BEGIN The data

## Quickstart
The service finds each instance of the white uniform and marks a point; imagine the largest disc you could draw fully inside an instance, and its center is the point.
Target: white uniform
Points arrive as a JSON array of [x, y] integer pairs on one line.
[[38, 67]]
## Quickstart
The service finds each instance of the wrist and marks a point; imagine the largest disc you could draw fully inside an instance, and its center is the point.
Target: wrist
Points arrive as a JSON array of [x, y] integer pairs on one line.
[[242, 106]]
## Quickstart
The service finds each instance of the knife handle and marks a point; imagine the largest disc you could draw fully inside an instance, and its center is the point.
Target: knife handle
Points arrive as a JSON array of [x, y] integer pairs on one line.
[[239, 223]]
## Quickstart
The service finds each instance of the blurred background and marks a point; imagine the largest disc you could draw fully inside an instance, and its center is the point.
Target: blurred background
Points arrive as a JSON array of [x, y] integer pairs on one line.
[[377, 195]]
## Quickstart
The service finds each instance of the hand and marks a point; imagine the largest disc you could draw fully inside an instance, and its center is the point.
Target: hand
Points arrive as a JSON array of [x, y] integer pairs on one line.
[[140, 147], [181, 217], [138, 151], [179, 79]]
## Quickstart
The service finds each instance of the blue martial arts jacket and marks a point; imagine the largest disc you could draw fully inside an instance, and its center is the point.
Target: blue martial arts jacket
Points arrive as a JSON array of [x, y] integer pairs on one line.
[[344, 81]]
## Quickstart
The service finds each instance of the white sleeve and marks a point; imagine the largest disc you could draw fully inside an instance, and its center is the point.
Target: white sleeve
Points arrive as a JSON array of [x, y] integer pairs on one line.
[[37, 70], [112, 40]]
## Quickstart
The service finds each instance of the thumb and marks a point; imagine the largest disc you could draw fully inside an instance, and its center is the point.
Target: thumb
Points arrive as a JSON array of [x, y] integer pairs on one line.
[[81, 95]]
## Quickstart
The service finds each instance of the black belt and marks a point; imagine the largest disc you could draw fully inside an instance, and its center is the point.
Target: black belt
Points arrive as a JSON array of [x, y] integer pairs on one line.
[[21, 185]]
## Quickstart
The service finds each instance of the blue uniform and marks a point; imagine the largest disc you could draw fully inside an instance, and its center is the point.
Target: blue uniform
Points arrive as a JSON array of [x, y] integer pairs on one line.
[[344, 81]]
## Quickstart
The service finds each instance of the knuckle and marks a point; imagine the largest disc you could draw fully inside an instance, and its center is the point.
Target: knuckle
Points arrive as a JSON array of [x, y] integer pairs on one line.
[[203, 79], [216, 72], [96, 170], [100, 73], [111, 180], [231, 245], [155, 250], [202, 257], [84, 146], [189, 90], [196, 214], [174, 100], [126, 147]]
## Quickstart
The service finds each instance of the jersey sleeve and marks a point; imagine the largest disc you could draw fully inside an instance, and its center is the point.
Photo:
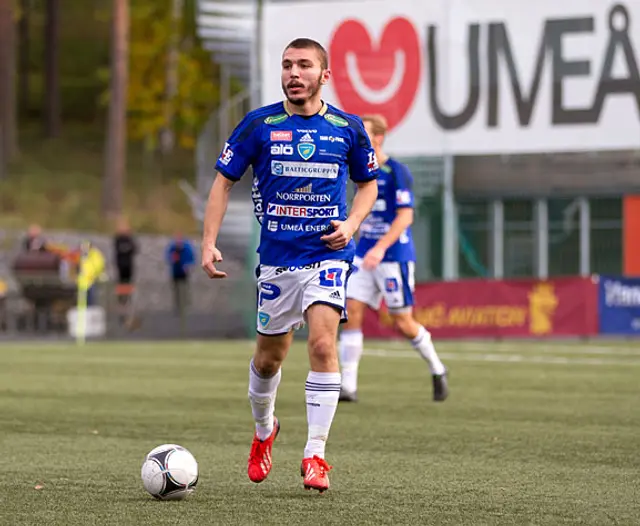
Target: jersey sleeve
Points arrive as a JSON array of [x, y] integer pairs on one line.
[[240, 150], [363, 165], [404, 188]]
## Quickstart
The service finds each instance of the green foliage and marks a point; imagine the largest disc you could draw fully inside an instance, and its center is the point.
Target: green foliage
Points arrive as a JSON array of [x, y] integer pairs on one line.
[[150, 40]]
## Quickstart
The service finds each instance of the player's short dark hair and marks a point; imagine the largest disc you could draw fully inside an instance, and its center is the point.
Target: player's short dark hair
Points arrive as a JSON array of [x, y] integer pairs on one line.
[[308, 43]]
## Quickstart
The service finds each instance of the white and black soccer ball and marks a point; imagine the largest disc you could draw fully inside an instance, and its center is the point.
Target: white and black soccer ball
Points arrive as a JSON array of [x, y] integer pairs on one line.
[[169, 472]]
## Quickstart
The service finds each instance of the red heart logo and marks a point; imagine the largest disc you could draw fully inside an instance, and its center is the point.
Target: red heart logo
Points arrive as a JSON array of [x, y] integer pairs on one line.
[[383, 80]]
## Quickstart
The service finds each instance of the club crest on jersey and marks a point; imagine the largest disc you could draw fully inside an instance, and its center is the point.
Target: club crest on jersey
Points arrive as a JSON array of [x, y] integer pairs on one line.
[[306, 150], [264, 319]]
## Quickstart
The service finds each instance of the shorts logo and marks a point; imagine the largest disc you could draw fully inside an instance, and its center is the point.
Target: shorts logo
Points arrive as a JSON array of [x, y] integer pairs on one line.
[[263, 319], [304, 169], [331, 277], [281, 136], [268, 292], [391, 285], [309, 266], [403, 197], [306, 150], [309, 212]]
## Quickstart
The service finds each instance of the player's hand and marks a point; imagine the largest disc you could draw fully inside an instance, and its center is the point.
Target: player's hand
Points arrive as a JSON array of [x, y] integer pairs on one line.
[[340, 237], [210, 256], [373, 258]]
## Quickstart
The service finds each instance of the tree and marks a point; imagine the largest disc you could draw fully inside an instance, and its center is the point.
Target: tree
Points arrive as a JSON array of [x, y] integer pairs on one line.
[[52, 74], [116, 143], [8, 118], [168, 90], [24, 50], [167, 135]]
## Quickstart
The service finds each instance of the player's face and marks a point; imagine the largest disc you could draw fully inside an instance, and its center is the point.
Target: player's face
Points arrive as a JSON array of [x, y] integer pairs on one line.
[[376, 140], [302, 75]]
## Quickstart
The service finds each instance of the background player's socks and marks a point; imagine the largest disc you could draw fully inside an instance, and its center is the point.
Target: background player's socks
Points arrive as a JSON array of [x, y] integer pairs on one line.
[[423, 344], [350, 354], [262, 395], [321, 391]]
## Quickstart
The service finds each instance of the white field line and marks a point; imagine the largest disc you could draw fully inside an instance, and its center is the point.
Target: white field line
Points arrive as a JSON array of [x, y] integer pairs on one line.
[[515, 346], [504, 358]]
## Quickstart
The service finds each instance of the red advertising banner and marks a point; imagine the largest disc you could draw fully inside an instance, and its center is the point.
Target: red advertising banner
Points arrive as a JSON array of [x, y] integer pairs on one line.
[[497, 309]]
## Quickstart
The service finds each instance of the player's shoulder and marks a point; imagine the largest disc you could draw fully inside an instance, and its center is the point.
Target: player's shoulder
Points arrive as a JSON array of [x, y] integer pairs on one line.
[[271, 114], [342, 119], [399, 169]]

END The data
BEGIN The data

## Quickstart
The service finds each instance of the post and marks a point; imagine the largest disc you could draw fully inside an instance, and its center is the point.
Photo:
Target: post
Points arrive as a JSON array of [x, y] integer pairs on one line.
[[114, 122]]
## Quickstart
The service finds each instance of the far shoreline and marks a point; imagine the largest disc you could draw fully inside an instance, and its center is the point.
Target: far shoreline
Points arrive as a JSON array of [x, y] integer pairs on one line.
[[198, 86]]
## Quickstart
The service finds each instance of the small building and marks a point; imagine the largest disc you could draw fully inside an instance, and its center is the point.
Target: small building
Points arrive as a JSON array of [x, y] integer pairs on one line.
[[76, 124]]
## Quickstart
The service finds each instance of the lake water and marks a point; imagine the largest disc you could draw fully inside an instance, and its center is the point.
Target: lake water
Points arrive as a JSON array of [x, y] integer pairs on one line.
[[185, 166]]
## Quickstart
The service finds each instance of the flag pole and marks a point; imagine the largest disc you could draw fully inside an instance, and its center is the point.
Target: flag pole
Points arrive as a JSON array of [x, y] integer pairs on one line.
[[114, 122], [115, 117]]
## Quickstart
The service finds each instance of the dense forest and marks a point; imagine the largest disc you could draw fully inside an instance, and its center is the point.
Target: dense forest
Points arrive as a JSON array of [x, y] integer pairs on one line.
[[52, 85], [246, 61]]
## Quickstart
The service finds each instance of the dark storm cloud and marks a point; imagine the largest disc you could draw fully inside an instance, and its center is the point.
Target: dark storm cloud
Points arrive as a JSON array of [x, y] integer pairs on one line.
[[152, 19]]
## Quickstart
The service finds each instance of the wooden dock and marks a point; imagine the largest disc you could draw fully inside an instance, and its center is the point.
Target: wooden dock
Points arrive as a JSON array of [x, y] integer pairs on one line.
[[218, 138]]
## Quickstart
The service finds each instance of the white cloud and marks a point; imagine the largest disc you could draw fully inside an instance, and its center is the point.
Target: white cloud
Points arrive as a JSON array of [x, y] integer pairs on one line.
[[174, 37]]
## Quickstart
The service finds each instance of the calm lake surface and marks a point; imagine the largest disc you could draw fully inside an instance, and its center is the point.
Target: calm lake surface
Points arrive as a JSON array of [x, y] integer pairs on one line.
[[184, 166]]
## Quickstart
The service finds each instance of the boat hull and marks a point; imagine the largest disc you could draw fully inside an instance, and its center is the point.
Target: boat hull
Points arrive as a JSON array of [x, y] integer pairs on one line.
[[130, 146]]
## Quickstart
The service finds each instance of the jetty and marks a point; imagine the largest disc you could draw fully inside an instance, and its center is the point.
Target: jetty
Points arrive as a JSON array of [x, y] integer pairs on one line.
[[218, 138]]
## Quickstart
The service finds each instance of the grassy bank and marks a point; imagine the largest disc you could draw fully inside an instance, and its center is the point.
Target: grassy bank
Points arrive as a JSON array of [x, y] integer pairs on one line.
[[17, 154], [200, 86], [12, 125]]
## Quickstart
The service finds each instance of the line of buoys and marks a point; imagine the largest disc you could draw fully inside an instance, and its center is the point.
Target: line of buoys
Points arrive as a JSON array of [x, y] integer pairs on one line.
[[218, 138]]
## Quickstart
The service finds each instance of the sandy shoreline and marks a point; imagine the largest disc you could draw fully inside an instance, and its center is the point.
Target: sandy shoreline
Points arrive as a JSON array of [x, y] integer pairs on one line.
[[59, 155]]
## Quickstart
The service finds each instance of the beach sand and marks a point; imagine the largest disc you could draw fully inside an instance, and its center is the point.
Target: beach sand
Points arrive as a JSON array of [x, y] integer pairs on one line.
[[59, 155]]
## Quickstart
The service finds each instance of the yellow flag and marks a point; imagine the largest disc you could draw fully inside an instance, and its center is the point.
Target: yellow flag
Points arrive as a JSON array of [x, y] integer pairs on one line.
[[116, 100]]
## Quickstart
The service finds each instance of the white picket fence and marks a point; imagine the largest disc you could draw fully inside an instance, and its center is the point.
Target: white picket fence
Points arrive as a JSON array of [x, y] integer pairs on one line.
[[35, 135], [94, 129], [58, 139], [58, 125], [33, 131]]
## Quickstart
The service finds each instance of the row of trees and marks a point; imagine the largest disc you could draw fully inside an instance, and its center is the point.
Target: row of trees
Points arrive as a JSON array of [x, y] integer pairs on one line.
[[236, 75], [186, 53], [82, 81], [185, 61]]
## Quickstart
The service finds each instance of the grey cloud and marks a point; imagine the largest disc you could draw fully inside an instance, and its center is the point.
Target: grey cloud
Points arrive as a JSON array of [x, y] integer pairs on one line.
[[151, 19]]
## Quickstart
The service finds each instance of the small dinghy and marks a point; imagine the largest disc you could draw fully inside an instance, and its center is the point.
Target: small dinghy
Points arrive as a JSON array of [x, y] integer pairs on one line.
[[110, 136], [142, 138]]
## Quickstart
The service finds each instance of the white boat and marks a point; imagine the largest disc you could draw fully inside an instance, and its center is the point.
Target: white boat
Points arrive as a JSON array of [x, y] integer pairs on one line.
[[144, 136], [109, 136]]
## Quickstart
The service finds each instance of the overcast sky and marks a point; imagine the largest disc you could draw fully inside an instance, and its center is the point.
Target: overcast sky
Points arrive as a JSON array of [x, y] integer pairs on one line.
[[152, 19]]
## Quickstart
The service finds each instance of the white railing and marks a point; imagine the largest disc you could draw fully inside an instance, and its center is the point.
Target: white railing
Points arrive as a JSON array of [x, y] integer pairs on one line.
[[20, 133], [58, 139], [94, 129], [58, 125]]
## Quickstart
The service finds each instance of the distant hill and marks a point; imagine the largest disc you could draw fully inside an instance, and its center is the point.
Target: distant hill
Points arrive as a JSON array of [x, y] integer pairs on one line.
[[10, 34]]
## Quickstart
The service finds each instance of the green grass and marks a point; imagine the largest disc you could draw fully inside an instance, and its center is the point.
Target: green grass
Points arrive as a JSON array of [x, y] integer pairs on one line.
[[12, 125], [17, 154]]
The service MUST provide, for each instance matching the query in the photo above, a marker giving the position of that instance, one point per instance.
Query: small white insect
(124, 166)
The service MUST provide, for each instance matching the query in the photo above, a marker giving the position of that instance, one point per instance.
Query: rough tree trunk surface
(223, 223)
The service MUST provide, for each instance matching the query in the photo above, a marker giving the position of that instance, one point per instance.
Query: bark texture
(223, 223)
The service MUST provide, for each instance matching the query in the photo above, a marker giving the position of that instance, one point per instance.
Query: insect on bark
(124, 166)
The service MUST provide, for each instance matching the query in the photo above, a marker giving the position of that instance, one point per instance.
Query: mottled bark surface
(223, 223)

END The data

Copy out every line in the listing where the word "shoulder" appears.

The service finds each instance of the player's shoulder and marks a point; imagine the largest disc you could draw fully inside an instance, and its center is the point.
Target: player's shoulder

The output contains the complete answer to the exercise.